◆ **Tugas Dikerjakan**
1 – Dalam bacaan tentang Pembelajaran Berbasis Masalah, siapa yang mendesain model lingkungan belajar konstruktivistik yang dapat diaplikasikan dengan pendekatan problem-based learning?
2 – Salin bagian bacaan tentang Pembelajaran Berbasis Masalah, mulai dari "Jonassen (1999) mendesain" sampai "(7) dukungan kontekstual/sosial.".

◆ **Teks Bacaan**

━━━━

Menurut sumber yang berbeda Pembelajaran Berbasis Masalah (Probelem-Based Learning), disingkat PBL, merupakan salah satu model pembelajaran inovatif yang dapat memberikan kondisi belajar aktif kepada siswa. PBL adalah suatu model pembelajaran yang melibatkan siswa untuk memecahkan suatu masalah melalui tahap-tahap metode ilmiah sehingga siswa dapat mempelajari pengetahuan yang berhubungan dengan masalah tersebut dan sekaligus memiliki keterampilan untuk memecahkan masalah (Ward, 2002; Stepien, dkk.,1993). Lebih lanjut Boud dan felleti, (1997), Fogarty (1997) menyatakan bahwa PBL adalah suatu pendekatan pembelajaran dengan membuat konfrontasi kepada pebelajar (siswa/mahasiswa) dengan masalah-masalah praktis, berbentuk ill-structured, atau open ended melalui stimulus dalam belajar .

B. Karakteristik PBL
Menurut Arends (2001: 349), berbagai pengembang pengajaran berdasarkan masalah telah memberikan model pengajaran itu memiliki karakteristik sebagai berikut (Krajcik, 1999; Kranjcik, Blumenfeld, Marx, & Soloway, 1994; Slavin, Maden, Dolan, & Wasik, 1992, 1994; Cognition & Technology Group at Vanderbilt, 1990)
1. belajar dimulai dengan suatu permasalahan
2. memastikan bahwa permasalahan yang diberikan berhubungan dengan dunia nyata pebelajar
3. mengorganisasikan pelajaran di seputar permasalahan, bukan di seputar disiplin ilmu
4. memberikan tanggung jawab sepenuhnya kepada pebelajar dalam mengalami secara langsung proses belajar mereka sendiri
5. menggunakan kelompok kecil
6. menuntut pebelajar untuk mendemonstrasikan apa yang telah mereka pelajari dalam bentuk produk atau kinerja (performance).
Jonassen (1999) mendesain model lingkungan belajar konstruktivistik yang dapat diaplikasikan dalam pembelajaran kontekstual dengan pendekatan problem-based learning.
Model tersebut memuat komponen-komponen esensial yang meliputi:
(1) pertanyaan-pertanyaan, kasus, masalah atau proyek,
(2) kasus-kasus yang saling terkait satu sama lain
(3) sumber-sumber informasi
(4) cognitive tools
(5) pemodelan yang dinamis
(6) percakapan dan kolaborasi
(7) dukungan kontekstual/sosial.

━━━━

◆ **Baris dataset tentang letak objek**
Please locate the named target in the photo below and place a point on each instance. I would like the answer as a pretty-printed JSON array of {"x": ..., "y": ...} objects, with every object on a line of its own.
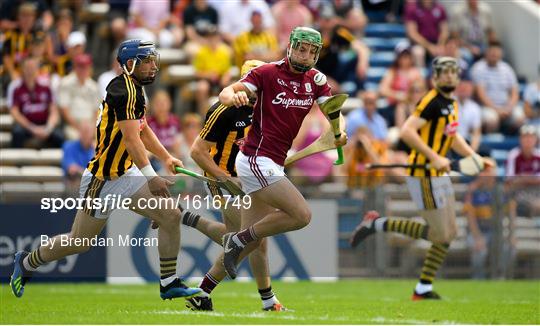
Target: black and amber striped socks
[
  {"x": 410, "y": 228},
  {"x": 33, "y": 260},
  {"x": 434, "y": 259},
  {"x": 167, "y": 269}
]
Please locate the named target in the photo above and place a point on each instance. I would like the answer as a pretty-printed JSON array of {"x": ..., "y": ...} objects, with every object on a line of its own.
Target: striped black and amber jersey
[
  {"x": 124, "y": 101},
  {"x": 226, "y": 126},
  {"x": 438, "y": 133}
]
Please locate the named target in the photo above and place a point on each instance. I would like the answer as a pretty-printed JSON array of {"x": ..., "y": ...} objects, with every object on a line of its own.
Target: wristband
[{"x": 148, "y": 172}]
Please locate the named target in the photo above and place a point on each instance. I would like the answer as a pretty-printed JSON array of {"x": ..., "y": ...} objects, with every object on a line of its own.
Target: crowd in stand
[
  {"x": 49, "y": 70},
  {"x": 56, "y": 64}
]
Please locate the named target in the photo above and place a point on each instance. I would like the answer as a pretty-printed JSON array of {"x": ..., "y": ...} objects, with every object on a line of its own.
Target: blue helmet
[{"x": 135, "y": 49}]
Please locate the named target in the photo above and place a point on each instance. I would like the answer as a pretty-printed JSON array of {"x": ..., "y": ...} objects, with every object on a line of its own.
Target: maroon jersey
[
  {"x": 283, "y": 101},
  {"x": 518, "y": 164},
  {"x": 33, "y": 104}
]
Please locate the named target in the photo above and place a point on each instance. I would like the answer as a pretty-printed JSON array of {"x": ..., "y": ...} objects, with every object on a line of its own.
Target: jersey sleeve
[
  {"x": 216, "y": 124},
  {"x": 425, "y": 109},
  {"x": 253, "y": 79},
  {"x": 121, "y": 98},
  {"x": 323, "y": 91}
]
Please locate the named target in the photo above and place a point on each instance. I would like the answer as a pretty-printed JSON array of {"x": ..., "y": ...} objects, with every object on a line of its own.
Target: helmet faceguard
[
  {"x": 250, "y": 64},
  {"x": 308, "y": 36},
  {"x": 439, "y": 65},
  {"x": 138, "y": 51}
]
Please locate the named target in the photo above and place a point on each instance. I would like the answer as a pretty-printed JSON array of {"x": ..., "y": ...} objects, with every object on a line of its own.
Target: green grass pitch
[{"x": 342, "y": 302}]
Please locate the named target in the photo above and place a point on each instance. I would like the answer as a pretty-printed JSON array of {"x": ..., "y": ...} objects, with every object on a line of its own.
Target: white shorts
[
  {"x": 123, "y": 187},
  {"x": 257, "y": 172},
  {"x": 430, "y": 192}
]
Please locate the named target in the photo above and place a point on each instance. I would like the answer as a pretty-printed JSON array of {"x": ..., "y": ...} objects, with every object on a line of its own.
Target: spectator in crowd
[
  {"x": 9, "y": 13},
  {"x": 151, "y": 21},
  {"x": 414, "y": 95},
  {"x": 78, "y": 96},
  {"x": 523, "y": 172},
  {"x": 76, "y": 44},
  {"x": 197, "y": 16},
  {"x": 472, "y": 22},
  {"x": 452, "y": 49},
  {"x": 479, "y": 206},
  {"x": 212, "y": 63},
  {"x": 497, "y": 91},
  {"x": 470, "y": 115},
  {"x": 234, "y": 17},
  {"x": 398, "y": 79},
  {"x": 33, "y": 111},
  {"x": 364, "y": 149},
  {"x": 352, "y": 14},
  {"x": 318, "y": 168},
  {"x": 288, "y": 14},
  {"x": 58, "y": 36},
  {"x": 344, "y": 59},
  {"x": 256, "y": 44},
  {"x": 427, "y": 28},
  {"x": 165, "y": 124},
  {"x": 77, "y": 153},
  {"x": 105, "y": 78},
  {"x": 531, "y": 102},
  {"x": 367, "y": 117},
  {"x": 17, "y": 41},
  {"x": 46, "y": 74}
]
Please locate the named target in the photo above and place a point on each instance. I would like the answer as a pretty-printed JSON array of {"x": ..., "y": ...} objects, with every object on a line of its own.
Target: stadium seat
[
  {"x": 5, "y": 139},
  {"x": 350, "y": 104},
  {"x": 41, "y": 173},
  {"x": 17, "y": 156},
  {"x": 385, "y": 30},
  {"x": 3, "y": 105},
  {"x": 10, "y": 173},
  {"x": 374, "y": 75},
  {"x": 171, "y": 56},
  {"x": 499, "y": 141},
  {"x": 499, "y": 155},
  {"x": 381, "y": 59},
  {"x": 180, "y": 73},
  {"x": 49, "y": 156},
  {"x": 383, "y": 44},
  {"x": 6, "y": 122}
]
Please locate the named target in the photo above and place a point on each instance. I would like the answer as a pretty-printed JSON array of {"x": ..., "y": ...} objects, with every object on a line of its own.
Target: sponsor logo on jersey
[
  {"x": 292, "y": 102},
  {"x": 451, "y": 129}
]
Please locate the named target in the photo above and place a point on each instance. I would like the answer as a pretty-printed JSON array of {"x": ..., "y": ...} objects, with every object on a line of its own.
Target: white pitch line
[
  {"x": 409, "y": 321},
  {"x": 258, "y": 315}
]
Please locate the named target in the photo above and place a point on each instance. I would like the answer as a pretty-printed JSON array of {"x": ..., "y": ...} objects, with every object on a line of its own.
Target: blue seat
[
  {"x": 381, "y": 59},
  {"x": 382, "y": 44},
  {"x": 500, "y": 142},
  {"x": 385, "y": 30}
]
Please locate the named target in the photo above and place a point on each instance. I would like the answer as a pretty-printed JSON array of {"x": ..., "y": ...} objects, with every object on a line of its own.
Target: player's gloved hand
[
  {"x": 234, "y": 180},
  {"x": 342, "y": 140},
  {"x": 172, "y": 162},
  {"x": 440, "y": 163},
  {"x": 160, "y": 186},
  {"x": 240, "y": 99}
]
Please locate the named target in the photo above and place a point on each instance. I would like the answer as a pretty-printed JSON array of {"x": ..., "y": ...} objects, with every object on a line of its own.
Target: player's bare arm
[
  {"x": 409, "y": 134},
  {"x": 135, "y": 147},
  {"x": 200, "y": 153},
  {"x": 152, "y": 143},
  {"x": 236, "y": 94}
]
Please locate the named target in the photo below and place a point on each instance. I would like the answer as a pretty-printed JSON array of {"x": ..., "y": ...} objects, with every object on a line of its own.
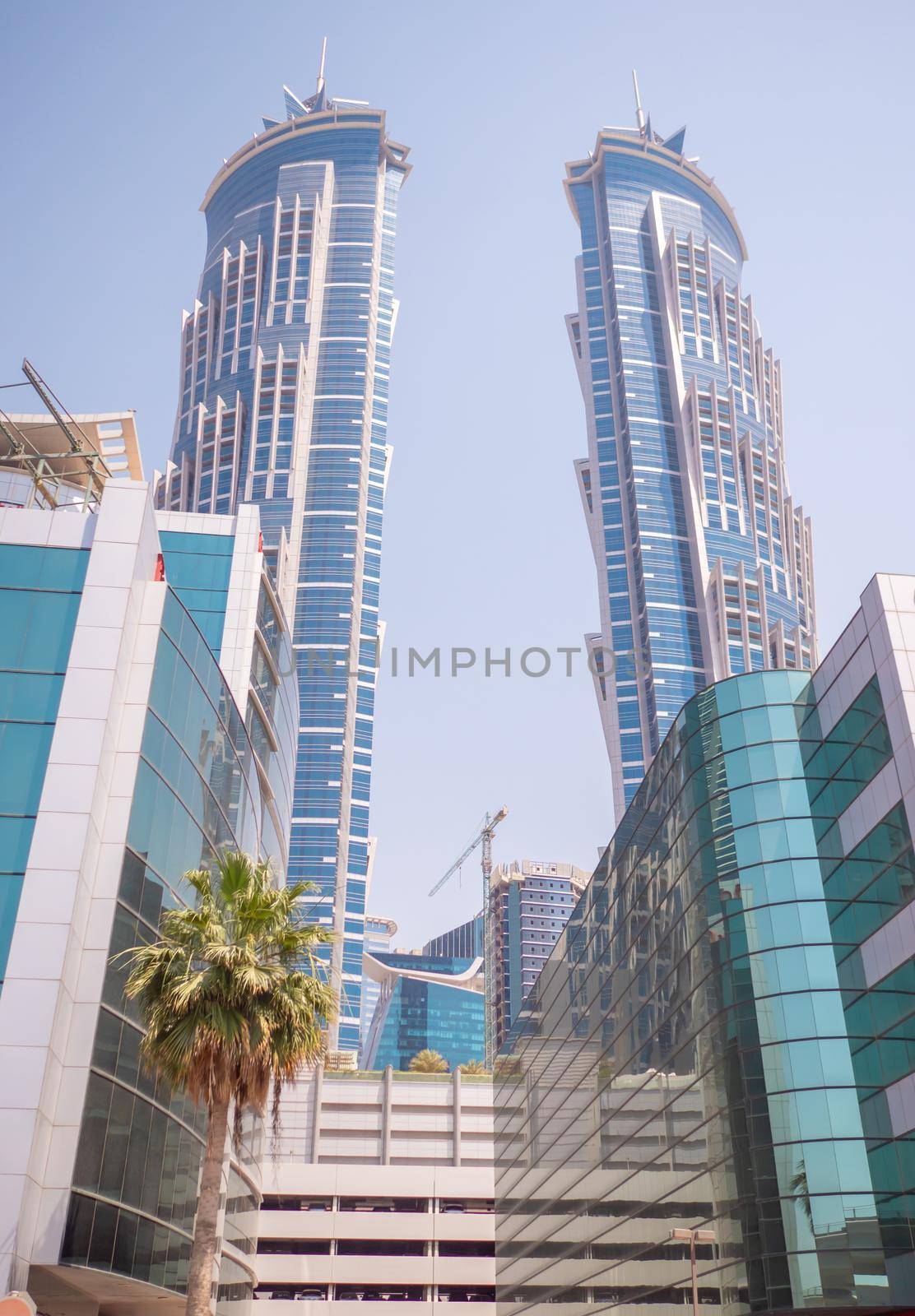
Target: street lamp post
[{"x": 693, "y": 1236}]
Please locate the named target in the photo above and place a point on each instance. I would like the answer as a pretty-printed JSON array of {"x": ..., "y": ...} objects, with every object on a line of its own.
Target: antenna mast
[
  {"x": 640, "y": 115},
  {"x": 320, "y": 72}
]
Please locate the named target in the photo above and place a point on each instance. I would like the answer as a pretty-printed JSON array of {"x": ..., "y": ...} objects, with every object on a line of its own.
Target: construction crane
[
  {"x": 485, "y": 835},
  {"x": 485, "y": 839}
]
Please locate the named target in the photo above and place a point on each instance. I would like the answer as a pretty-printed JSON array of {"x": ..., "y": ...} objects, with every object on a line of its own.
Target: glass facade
[
  {"x": 706, "y": 1050},
  {"x": 379, "y": 938},
  {"x": 421, "y": 1012},
  {"x": 197, "y": 790},
  {"x": 285, "y": 368},
  {"x": 39, "y": 592},
  {"x": 464, "y": 941},
  {"x": 704, "y": 563},
  {"x": 197, "y": 569}
]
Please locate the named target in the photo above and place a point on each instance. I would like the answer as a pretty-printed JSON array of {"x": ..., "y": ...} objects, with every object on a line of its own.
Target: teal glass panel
[{"x": 39, "y": 592}]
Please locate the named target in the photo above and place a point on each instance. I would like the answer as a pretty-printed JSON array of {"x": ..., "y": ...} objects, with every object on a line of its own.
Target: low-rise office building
[
  {"x": 425, "y": 1003},
  {"x": 379, "y": 1193},
  {"x": 379, "y": 938},
  {"x": 717, "y": 1063},
  {"x": 148, "y": 719}
]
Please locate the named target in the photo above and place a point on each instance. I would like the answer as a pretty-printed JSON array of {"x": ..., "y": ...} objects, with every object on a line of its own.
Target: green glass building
[{"x": 718, "y": 1057}]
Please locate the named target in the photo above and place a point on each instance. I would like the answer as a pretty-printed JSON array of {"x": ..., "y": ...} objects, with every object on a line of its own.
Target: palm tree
[
  {"x": 232, "y": 1008},
  {"x": 473, "y": 1068},
  {"x": 801, "y": 1189},
  {"x": 428, "y": 1063}
]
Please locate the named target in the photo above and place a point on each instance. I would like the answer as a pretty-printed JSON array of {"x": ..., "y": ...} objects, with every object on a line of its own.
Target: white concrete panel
[
  {"x": 69, "y": 789},
  {"x": 112, "y": 565},
  {"x": 58, "y": 841},
  {"x": 103, "y": 605},
  {"x": 16, "y": 1142},
  {"x": 95, "y": 646},
  {"x": 78, "y": 740},
  {"x": 26, "y": 526},
  {"x": 26, "y": 1011},
  {"x": 50, "y": 898},
  {"x": 86, "y": 693},
  {"x": 37, "y": 951},
  {"x": 21, "y": 1076}
]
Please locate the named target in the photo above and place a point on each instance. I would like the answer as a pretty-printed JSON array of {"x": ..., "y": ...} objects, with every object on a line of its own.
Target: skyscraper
[
  {"x": 704, "y": 563},
  {"x": 530, "y": 905},
  {"x": 283, "y": 401}
]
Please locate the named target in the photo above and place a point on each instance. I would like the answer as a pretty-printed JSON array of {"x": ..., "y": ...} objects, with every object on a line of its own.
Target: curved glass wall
[
  {"x": 415, "y": 1013},
  {"x": 702, "y": 1050},
  {"x": 138, "y": 1158}
]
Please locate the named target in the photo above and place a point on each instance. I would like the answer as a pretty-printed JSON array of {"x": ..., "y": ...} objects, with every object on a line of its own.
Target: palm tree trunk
[{"x": 201, "y": 1274}]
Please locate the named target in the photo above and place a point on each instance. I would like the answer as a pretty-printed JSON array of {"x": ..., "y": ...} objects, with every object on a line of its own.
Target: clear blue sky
[{"x": 118, "y": 116}]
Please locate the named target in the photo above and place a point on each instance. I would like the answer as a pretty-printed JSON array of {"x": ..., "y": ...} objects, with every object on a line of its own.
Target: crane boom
[{"x": 485, "y": 835}]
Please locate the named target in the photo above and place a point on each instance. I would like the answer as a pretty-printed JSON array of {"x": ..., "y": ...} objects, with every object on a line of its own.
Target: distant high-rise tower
[
  {"x": 704, "y": 559},
  {"x": 530, "y": 905},
  {"x": 283, "y": 401}
]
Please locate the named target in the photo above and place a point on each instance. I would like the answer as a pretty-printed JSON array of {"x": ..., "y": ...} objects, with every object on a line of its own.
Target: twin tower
[{"x": 704, "y": 559}]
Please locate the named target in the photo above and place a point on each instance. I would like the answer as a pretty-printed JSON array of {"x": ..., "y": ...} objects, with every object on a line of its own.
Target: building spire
[
  {"x": 640, "y": 114},
  {"x": 320, "y": 72}
]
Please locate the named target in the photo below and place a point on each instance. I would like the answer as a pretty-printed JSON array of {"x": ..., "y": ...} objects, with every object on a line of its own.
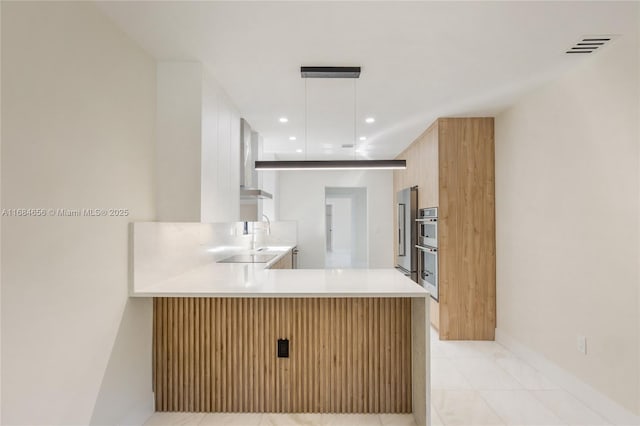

━━━━

◆ **Daftar Jawaban**
1 – Jonassen (1999).

2 –
Jonassen (1999) mendesain model lingkungan belajar konstruktivistik yang dapat diaplikasikan dalam pembelajaran kontekstual dengan pendekatan problem-based learning.
Model tersebut memuat komponen-komponen esensial yang meliputi:
(1) pertanyaan-pertanyaan, kasus, masalah atau proyek,
(2) kasus-kasus yang saling terkait satu sama lain
(3) sumber-sumber informasi
(4) cognitive tools
(5) pemodelan yang dinamis
(6) percakapan dan kolaborasi
(7) dukungan kontekstual/sosial.